**Written problem:** Copy the collection entries below word for word, covering every entry.

[Collection entries]
▽

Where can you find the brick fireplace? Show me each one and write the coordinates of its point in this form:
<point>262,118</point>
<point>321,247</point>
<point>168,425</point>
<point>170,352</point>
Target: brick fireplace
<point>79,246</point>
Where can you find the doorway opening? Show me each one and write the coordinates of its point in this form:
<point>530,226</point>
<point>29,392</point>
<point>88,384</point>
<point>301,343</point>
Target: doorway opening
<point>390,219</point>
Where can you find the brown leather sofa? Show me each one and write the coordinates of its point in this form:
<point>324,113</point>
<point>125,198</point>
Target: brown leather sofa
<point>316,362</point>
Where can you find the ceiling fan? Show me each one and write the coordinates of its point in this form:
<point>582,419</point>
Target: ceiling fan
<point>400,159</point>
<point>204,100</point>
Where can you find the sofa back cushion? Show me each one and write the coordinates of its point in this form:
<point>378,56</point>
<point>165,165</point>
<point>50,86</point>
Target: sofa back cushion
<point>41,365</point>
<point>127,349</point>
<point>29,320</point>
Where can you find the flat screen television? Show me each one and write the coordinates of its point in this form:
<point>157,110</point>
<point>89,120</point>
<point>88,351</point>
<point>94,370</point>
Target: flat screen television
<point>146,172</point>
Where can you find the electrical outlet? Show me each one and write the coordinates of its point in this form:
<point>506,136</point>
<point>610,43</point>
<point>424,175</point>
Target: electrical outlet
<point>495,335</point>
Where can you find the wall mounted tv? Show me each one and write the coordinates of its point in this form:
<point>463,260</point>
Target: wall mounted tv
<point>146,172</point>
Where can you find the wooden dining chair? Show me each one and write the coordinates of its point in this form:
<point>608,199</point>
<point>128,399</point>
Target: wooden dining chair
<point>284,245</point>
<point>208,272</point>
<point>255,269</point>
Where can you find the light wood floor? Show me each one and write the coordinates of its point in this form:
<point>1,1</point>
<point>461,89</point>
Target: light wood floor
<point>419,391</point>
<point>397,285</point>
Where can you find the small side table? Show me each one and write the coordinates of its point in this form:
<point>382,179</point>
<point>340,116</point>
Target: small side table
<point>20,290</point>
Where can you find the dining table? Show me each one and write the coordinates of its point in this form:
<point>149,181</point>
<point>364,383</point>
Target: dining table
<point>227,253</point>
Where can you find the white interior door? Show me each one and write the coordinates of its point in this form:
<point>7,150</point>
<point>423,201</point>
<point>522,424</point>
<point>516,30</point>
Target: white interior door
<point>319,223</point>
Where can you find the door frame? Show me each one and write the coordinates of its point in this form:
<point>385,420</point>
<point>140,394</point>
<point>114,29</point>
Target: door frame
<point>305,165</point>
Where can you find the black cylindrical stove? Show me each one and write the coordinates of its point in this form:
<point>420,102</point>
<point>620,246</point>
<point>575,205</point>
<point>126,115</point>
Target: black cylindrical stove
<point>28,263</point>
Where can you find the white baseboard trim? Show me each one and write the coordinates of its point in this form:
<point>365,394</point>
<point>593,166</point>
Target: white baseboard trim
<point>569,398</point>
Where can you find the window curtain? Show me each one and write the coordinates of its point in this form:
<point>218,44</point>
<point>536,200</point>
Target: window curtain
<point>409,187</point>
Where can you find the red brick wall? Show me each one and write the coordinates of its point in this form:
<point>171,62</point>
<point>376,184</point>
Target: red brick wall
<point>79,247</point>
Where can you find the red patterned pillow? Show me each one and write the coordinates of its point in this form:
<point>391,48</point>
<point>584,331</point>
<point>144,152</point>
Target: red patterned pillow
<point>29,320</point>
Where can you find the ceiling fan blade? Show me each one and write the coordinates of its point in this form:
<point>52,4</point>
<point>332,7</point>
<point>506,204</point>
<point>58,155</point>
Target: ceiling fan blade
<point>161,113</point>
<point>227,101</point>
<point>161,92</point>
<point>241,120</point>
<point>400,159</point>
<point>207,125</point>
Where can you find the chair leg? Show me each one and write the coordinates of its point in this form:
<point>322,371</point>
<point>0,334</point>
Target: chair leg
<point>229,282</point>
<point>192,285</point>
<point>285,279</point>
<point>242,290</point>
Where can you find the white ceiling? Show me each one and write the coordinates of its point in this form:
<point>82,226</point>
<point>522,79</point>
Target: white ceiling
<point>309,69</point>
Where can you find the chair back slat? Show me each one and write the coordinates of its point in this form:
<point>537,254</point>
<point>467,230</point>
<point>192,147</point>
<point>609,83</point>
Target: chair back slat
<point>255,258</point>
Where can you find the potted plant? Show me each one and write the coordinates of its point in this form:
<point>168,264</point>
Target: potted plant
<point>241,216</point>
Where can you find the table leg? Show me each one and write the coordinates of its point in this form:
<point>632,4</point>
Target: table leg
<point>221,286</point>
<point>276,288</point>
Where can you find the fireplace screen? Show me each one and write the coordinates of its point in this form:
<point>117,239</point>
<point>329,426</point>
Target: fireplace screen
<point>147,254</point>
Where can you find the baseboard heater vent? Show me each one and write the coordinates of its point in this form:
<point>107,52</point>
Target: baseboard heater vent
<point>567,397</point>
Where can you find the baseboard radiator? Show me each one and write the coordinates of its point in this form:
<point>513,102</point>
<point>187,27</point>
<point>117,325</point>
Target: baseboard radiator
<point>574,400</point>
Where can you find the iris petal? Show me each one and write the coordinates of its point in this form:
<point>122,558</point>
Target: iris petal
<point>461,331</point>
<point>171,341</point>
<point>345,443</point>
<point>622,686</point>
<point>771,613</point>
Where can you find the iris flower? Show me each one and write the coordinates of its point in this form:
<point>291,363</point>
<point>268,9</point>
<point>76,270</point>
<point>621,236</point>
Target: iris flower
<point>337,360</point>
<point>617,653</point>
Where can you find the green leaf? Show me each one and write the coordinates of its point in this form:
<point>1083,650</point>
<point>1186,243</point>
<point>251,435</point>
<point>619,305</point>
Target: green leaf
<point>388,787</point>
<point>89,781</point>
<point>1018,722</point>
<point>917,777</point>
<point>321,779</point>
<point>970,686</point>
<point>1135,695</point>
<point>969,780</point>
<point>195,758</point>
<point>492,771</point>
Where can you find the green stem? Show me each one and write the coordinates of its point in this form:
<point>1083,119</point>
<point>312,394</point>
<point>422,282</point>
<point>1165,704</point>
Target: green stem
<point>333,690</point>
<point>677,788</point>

△

**In response:**
Where can you find the brick fireplace? Show me each one and write the coordinates of its point in this form:
<point>262,118</point>
<point>321,247</point>
<point>168,425</point>
<point>170,352</point>
Target: brick fireplace
<point>79,246</point>
Where can you find the doorway opening? Show me each one and write the coordinates of its point in this form:
<point>530,226</point>
<point>29,392</point>
<point>88,384</point>
<point>301,343</point>
Target: doorway opening
<point>390,219</point>
Where can you find the brown leather sofa? Show me each one and write the coordinates of its point in this form:
<point>324,113</point>
<point>125,198</point>
Target: brown leather sofa
<point>316,362</point>
Where can you find the ceiling fan? Show me each one and write the coordinates of its point in this form:
<point>582,419</point>
Target: ceiling fan
<point>400,159</point>
<point>204,100</point>
Where can you find the sofa back cushion? Show me each one and write the coordinates of its point in this form:
<point>378,56</point>
<point>165,165</point>
<point>50,86</point>
Target: sofa back cushion
<point>41,365</point>
<point>127,349</point>
<point>29,320</point>
Where can you find the flat screen television? Show me each one and write the coordinates of its point in this form:
<point>157,110</point>
<point>89,120</point>
<point>88,351</point>
<point>94,370</point>
Target: flat screen television
<point>146,172</point>
Where can you find the electrical outlet? Show me each one and write the coordinates of its point in this form:
<point>506,136</point>
<point>610,43</point>
<point>424,175</point>
Target: electrical outlet
<point>495,335</point>
Where can you find the wall mounted tv? Show me each one and write the coordinates of its point in this form:
<point>463,260</point>
Target: wall mounted tv
<point>146,172</point>
Where can you find the wooden dining chair? Show me each one and write the coordinates of its point in this form:
<point>608,199</point>
<point>128,399</point>
Target: wooden dining chair
<point>284,245</point>
<point>208,272</point>
<point>255,269</point>
Where can you find the light wood floor? Show me each one and write the coordinates of its point in this form:
<point>1,1</point>
<point>461,89</point>
Target: light wood floor
<point>419,391</point>
<point>397,285</point>
Where can you find the small side table? Show me each one and write the coordinates of its point in this form:
<point>382,179</point>
<point>340,116</point>
Target: small side table
<point>20,290</point>
Where can you find the dining table? Show me each one and write the coordinates of its point in this form:
<point>149,181</point>
<point>364,383</point>
Target: dining table
<point>227,253</point>
Where can you find the white interior door? Show me each one and write the coordinates of its point in this form:
<point>7,150</point>
<point>423,201</point>
<point>522,424</point>
<point>516,30</point>
Target: white interior door
<point>319,223</point>
Where can you find the door frame? Show me each one and write the coordinates of its point in this form:
<point>385,420</point>
<point>140,394</point>
<point>114,29</point>
Target: door frame
<point>305,165</point>
Where can you find the black cylindrical stove? Show me each one and write the coordinates of its point in this form:
<point>420,102</point>
<point>620,246</point>
<point>575,205</point>
<point>126,115</point>
Target: black cylindrical stove
<point>28,263</point>
Where can you find the white baseboard trim? Show me each one and write the coordinates of its point in this form:
<point>365,394</point>
<point>593,166</point>
Target: white baseboard trim
<point>569,398</point>
Where can you find the window curtain? Show me each one and write the coordinates of its point in this form:
<point>218,44</point>
<point>536,200</point>
Target: window curtain
<point>409,187</point>
Where can you find the red brick wall? Show me each one and write the coordinates of its point in this form:
<point>171,62</point>
<point>376,184</point>
Target: red brick wall
<point>79,247</point>
Where can you find the red patterned pillow? Show me each one and write the coordinates of its point in this form:
<point>391,48</point>
<point>584,331</point>
<point>144,152</point>
Target: red patterned pillow
<point>29,320</point>
Where can you find the ceiling fan blade? Show me each one and write the coordinates of its point in this form:
<point>52,4</point>
<point>332,7</point>
<point>506,204</point>
<point>58,155</point>
Target: ceiling fan blade
<point>161,113</point>
<point>227,101</point>
<point>161,92</point>
<point>241,120</point>
<point>400,159</point>
<point>207,125</point>
Where can you find the chair leg? Show me each one and write the coordinates of its point in this form:
<point>322,371</point>
<point>0,334</point>
Target: chair leg
<point>229,282</point>
<point>192,285</point>
<point>285,279</point>
<point>242,290</point>
Where can you find the white ceiling? Show me each one and write the coordinates of its point in this form:
<point>82,226</point>
<point>522,79</point>
Target: white ceiling
<point>309,69</point>
Where can you find the chair back slat? Show me each one and write the coordinates of its point in this form:
<point>537,254</point>
<point>467,230</point>
<point>192,147</point>
<point>609,83</point>
Target: chair back slat
<point>255,258</point>
Where can you find the potted plant? Show me each one and write the coordinates of its point in this form:
<point>168,264</point>
Target: potted plant
<point>241,216</point>
Where can you find the table leg? Show me each one and write the coordinates of its point in this form:
<point>632,4</point>
Target: table leg
<point>221,286</point>
<point>276,288</point>
Where can you find the fireplace screen? Show me each one and write the coordinates of its point in this form:
<point>117,239</point>
<point>329,426</point>
Target: fireplace screen
<point>147,254</point>
Where can you find the baseboard heater vent? Show me each one and write the coordinates of its point in this form:
<point>107,52</point>
Target: baseboard heater vent
<point>567,397</point>
Where can you find the baseboard radiator? Show me each one and write the coordinates of its point in this form:
<point>513,102</point>
<point>187,27</point>
<point>117,325</point>
Target: baseboard radiator
<point>574,400</point>
Where can you find the iris petal? Show me each one and write the coordinates of its point in this form:
<point>122,558</point>
Target: iris petal
<point>461,331</point>
<point>171,341</point>
<point>345,443</point>
<point>622,686</point>
<point>771,613</point>
Where can you find the iris flower? Show me each one and write the coordinates of its point in this form:
<point>291,363</point>
<point>268,9</point>
<point>76,270</point>
<point>621,236</point>
Target: iris flower
<point>337,360</point>
<point>617,653</point>
Where can you find the green leaf? Show me each one and write the coordinates of its point in this form:
<point>1083,650</point>
<point>1186,243</point>
<point>251,435</point>
<point>619,305</point>
Target: green leaf
<point>388,787</point>
<point>89,781</point>
<point>1018,722</point>
<point>917,777</point>
<point>321,779</point>
<point>970,686</point>
<point>1135,695</point>
<point>969,780</point>
<point>195,758</point>
<point>492,771</point>
Where can you find the green stem? Show me each one and write the coordinates of its point in this form:
<point>1083,119</point>
<point>312,394</point>
<point>422,282</point>
<point>1165,704</point>
Target: green stem
<point>333,690</point>
<point>677,788</point>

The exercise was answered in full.